[EXERCISE]
Transcribe every entry word for word, leaving out all images.

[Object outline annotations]
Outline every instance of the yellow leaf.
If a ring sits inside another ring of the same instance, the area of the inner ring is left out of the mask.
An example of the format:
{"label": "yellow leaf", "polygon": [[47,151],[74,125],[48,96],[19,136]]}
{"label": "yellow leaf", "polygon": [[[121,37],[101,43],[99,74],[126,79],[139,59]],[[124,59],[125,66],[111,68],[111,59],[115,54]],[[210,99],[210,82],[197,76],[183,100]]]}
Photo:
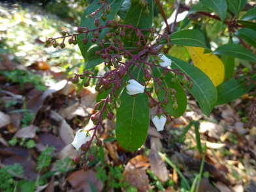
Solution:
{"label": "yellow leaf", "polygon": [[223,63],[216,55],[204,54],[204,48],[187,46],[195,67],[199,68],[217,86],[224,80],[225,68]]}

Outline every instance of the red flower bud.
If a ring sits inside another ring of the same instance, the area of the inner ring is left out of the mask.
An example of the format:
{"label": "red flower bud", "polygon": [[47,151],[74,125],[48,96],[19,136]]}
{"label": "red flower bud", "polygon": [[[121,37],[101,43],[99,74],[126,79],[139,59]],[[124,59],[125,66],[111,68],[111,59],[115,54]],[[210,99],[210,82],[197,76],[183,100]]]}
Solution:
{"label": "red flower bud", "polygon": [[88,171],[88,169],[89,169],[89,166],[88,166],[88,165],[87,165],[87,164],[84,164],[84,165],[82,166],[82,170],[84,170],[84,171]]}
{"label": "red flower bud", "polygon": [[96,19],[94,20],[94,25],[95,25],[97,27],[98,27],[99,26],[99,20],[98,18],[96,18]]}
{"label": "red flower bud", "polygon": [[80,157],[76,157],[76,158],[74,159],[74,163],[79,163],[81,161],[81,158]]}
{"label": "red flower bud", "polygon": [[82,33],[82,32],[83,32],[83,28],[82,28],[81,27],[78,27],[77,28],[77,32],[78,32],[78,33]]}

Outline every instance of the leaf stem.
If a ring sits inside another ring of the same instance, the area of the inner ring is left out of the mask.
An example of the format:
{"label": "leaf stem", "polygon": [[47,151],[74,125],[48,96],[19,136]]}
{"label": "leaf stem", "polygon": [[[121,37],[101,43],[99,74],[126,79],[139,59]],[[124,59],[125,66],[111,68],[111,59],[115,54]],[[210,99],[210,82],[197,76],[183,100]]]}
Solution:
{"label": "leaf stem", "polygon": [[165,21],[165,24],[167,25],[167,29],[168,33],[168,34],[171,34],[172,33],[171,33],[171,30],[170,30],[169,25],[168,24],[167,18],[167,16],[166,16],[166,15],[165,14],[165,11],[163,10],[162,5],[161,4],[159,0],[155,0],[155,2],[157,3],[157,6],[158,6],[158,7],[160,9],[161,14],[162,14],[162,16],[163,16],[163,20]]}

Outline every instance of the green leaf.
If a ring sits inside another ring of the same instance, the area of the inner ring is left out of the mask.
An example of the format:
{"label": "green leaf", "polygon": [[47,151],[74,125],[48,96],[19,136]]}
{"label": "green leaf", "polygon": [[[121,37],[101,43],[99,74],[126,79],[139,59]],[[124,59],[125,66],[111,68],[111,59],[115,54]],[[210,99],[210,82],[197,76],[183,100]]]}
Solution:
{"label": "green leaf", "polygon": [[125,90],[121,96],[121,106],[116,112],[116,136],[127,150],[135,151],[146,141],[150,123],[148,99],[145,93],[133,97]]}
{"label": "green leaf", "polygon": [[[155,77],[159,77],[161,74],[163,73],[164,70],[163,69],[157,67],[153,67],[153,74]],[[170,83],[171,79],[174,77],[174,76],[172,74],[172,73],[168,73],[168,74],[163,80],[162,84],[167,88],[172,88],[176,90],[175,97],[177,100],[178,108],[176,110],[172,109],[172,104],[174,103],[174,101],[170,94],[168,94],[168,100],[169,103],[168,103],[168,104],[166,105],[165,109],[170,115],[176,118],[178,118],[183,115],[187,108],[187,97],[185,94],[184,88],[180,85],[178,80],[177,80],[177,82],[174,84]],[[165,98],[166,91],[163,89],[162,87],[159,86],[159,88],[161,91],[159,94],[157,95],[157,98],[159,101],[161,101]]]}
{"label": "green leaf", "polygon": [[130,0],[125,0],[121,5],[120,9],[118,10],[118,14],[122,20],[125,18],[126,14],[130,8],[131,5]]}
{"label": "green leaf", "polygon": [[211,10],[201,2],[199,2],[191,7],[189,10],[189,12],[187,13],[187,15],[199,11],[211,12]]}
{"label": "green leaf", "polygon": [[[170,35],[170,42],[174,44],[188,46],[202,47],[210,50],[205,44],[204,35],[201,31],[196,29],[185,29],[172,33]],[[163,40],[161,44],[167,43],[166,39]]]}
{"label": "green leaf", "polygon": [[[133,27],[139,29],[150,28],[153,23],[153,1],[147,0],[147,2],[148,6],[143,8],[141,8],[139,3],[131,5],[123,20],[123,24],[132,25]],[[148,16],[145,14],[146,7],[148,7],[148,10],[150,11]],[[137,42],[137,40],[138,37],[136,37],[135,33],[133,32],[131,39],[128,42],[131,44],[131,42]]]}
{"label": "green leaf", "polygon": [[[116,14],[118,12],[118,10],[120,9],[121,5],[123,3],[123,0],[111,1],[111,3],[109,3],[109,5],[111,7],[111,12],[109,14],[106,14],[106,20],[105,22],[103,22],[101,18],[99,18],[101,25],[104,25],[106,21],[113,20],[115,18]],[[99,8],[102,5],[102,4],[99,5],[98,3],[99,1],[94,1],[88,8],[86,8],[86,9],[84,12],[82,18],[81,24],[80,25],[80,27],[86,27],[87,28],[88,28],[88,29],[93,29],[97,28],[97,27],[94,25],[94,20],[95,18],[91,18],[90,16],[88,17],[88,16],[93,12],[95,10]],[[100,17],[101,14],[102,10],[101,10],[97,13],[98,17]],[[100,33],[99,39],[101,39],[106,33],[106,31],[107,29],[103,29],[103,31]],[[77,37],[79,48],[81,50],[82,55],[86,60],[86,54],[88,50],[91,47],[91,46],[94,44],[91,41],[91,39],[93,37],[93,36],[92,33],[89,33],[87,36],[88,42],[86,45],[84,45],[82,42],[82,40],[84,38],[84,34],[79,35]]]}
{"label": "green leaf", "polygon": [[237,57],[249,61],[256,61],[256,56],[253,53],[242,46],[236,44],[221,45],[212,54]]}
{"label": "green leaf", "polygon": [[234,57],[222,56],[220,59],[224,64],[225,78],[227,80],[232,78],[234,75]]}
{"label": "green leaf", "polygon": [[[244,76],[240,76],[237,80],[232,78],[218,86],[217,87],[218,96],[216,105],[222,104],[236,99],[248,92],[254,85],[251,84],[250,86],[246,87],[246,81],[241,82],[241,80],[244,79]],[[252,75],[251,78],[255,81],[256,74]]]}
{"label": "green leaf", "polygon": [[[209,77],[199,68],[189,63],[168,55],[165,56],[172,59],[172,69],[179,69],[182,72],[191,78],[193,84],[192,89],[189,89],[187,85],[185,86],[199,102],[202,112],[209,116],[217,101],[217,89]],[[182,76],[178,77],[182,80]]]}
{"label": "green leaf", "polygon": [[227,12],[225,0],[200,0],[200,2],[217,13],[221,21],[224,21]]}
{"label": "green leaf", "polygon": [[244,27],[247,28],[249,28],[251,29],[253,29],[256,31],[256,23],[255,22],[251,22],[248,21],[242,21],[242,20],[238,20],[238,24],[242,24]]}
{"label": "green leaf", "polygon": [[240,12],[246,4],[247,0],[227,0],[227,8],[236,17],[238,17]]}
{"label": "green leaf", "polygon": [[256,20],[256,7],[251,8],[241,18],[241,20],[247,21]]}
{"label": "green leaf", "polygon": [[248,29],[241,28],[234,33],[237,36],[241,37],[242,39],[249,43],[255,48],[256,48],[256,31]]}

[ANSWER FOR THE TASK]
Outline every instance of the yellow leaf.
If a ring sits inside another ring of the same instance, the area of the inner ring is left out of the mask.
An example of the format:
{"label": "yellow leaf", "polygon": [[47,151],[74,125],[48,96],[19,136]]}
{"label": "yellow leaf", "polygon": [[[121,37],[101,43],[99,74],[126,79],[139,59]],[[124,59],[125,66],[111,68],[111,59],[115,54]],[[210,99],[210,82],[197,76],[183,100]]]}
Photo:
Solution:
{"label": "yellow leaf", "polygon": [[223,63],[216,55],[204,54],[204,48],[187,46],[195,67],[199,68],[217,86],[224,80],[225,68]]}

Outline every instance of the red flower bud.
If a ring sits inside another ring of the same instance, the area of the inner ring is left out of the mask.
An example of the format:
{"label": "red flower bud", "polygon": [[47,151],[74,125],[48,96],[19,136]]}
{"label": "red flower bud", "polygon": [[[121,37],[101,43],[99,74],[126,79],[139,59]],[[124,59],[125,66],[111,68],[111,59],[115,54]],[[210,99],[210,82],[197,76],[183,100]]]}
Solution:
{"label": "red flower bud", "polygon": [[88,171],[88,169],[89,169],[89,166],[88,166],[88,165],[87,165],[87,164],[84,164],[84,165],[82,166],[82,170],[84,170],[84,171]]}
{"label": "red flower bud", "polygon": [[96,19],[94,20],[94,25],[95,25],[97,27],[98,27],[99,26],[99,20],[98,18],[96,18]]}
{"label": "red flower bud", "polygon": [[80,157],[76,157],[76,158],[74,159],[74,163],[79,163],[81,161],[81,158]]}
{"label": "red flower bud", "polygon": [[82,33],[82,32],[83,32],[83,28],[82,28],[81,27],[78,27],[77,28],[77,32],[78,32],[78,33]]}

Outline every instance of the leaf stem.
If a ring sits inside another ring of the same instance, the area of the inner ring is left out of the mask.
An example of the format:
{"label": "leaf stem", "polygon": [[47,151],[74,125],[48,96],[19,136]]}
{"label": "leaf stem", "polygon": [[[121,37],[101,43],[99,74],[126,79],[139,59]],[[124,59],[125,66],[111,68],[111,59],[115,54]],[[210,99],[210,82],[197,76],[183,100]]]}
Solution:
{"label": "leaf stem", "polygon": [[165,21],[165,24],[167,25],[167,29],[168,33],[168,34],[171,34],[172,33],[171,33],[171,30],[170,30],[169,25],[168,24],[167,18],[167,16],[166,16],[166,15],[165,14],[165,11],[163,10],[162,5],[161,4],[159,0],[155,0],[155,2],[157,3],[157,6],[158,6],[158,7],[160,9],[161,14],[162,14],[162,16],[163,16],[163,20]]}

Outline every instance of the green leaf.
If a ring sits inside another ring of the same instance, the area of the inner ring is left out of the mask.
An example of the format:
{"label": "green leaf", "polygon": [[47,151],[74,125],[48,96],[19,136]]}
{"label": "green leaf", "polygon": [[[121,37],[101,43],[99,74],[126,79],[139,59]],[[124,59],[125,66],[111,68],[111,59],[115,54]],[[210,99],[210,82],[197,76],[183,100]]]}
Solution:
{"label": "green leaf", "polygon": [[125,90],[121,96],[121,106],[116,112],[116,136],[127,150],[135,151],[146,141],[150,123],[148,99],[145,93],[133,97]]}
{"label": "green leaf", "polygon": [[[155,77],[159,77],[161,74],[163,73],[164,70],[163,69],[157,67],[153,67],[153,74]],[[170,83],[171,79],[174,77],[174,76],[172,74],[172,73],[168,73],[168,74],[163,80],[162,84],[167,88],[172,88],[176,90],[175,97],[177,100],[178,108],[176,110],[172,109],[172,104],[174,103],[174,101],[170,94],[168,94],[168,100],[169,103],[168,103],[168,104],[166,105],[165,109],[170,115],[176,118],[178,118],[183,115],[187,108],[187,97],[185,94],[184,88],[180,85],[178,80],[177,80],[177,82],[174,84]],[[165,98],[166,91],[163,89],[162,87],[159,86],[159,88],[161,91],[159,94],[157,95],[157,98],[159,101],[161,101]]]}
{"label": "green leaf", "polygon": [[130,0],[125,0],[121,5],[120,9],[118,10],[118,14],[122,20],[125,18],[126,14],[130,8],[131,5]]}
{"label": "green leaf", "polygon": [[211,10],[201,2],[199,2],[191,7],[189,10],[189,12],[187,13],[187,15],[199,11],[211,12]]}
{"label": "green leaf", "polygon": [[[170,35],[170,42],[174,44],[188,46],[202,47],[210,50],[205,44],[204,35],[201,31],[196,29],[185,29],[172,33]],[[163,40],[161,44],[167,43],[166,39]]]}
{"label": "green leaf", "polygon": [[[133,27],[139,29],[150,28],[153,23],[153,1],[147,0],[147,2],[148,6],[143,8],[141,8],[139,3],[131,5],[123,20],[123,24],[132,25]],[[148,16],[145,14],[146,7],[148,7],[148,10],[150,11]],[[137,42],[137,40],[138,37],[136,37],[135,33],[133,32],[131,39],[128,42],[131,44],[131,42]]]}
{"label": "green leaf", "polygon": [[[116,14],[118,12],[118,10],[120,9],[121,5],[123,3],[123,0],[111,1],[111,3],[109,3],[109,5],[111,7],[111,12],[109,14],[106,14],[106,20],[105,22],[103,22],[101,18],[99,18],[101,25],[104,25],[106,21],[113,20],[115,18]],[[99,8],[102,5],[102,4],[99,5],[98,3],[99,1],[94,1],[88,8],[86,8],[86,9],[84,12],[82,18],[81,24],[80,25],[80,27],[86,27],[87,28],[88,28],[88,29],[93,29],[97,28],[97,27],[94,25],[94,20],[95,18],[91,18],[90,16],[88,17],[88,16],[93,12],[95,10]],[[100,17],[101,14],[102,10],[101,10],[97,13],[98,17]],[[100,33],[99,39],[101,39],[106,33],[106,31],[107,29],[103,29],[103,31]],[[77,37],[79,48],[81,50],[82,55],[86,60],[86,54],[88,50],[91,47],[91,46],[94,44],[91,41],[91,39],[93,37],[93,36],[92,33],[89,33],[87,36],[88,42],[86,45],[84,45],[82,42],[82,40],[84,38],[84,34],[79,35]]]}
{"label": "green leaf", "polygon": [[237,57],[249,61],[256,61],[256,56],[253,53],[242,46],[236,44],[221,45],[212,54]]}
{"label": "green leaf", "polygon": [[234,57],[222,56],[220,59],[224,64],[225,78],[227,80],[232,78],[234,75]]}
{"label": "green leaf", "polygon": [[[244,76],[240,76],[237,80],[232,78],[218,86],[217,87],[218,96],[216,105],[222,104],[236,99],[248,92],[254,85],[251,84],[250,86],[246,87],[246,81],[241,82],[241,80],[244,79]],[[252,75],[251,78],[255,81],[256,74]]]}
{"label": "green leaf", "polygon": [[[209,77],[199,68],[189,63],[168,55],[165,56],[172,59],[172,69],[179,69],[182,72],[191,78],[193,84],[192,89],[189,89],[187,85],[185,86],[199,102],[202,112],[209,116],[217,101],[217,89]],[[182,76],[178,77],[182,80]]]}
{"label": "green leaf", "polygon": [[227,12],[225,0],[200,0],[200,2],[217,13],[221,21],[224,21]]}
{"label": "green leaf", "polygon": [[244,27],[247,28],[249,28],[251,29],[253,29],[256,31],[256,23],[255,22],[251,22],[248,21],[242,21],[242,20],[238,20],[238,24],[242,24]]}
{"label": "green leaf", "polygon": [[240,12],[246,4],[247,0],[227,0],[227,8],[236,17],[238,17]]}
{"label": "green leaf", "polygon": [[256,20],[256,7],[251,8],[241,18],[241,20],[247,21]]}
{"label": "green leaf", "polygon": [[248,29],[241,28],[234,33],[237,36],[241,37],[242,39],[249,43],[255,48],[256,48],[256,31]]}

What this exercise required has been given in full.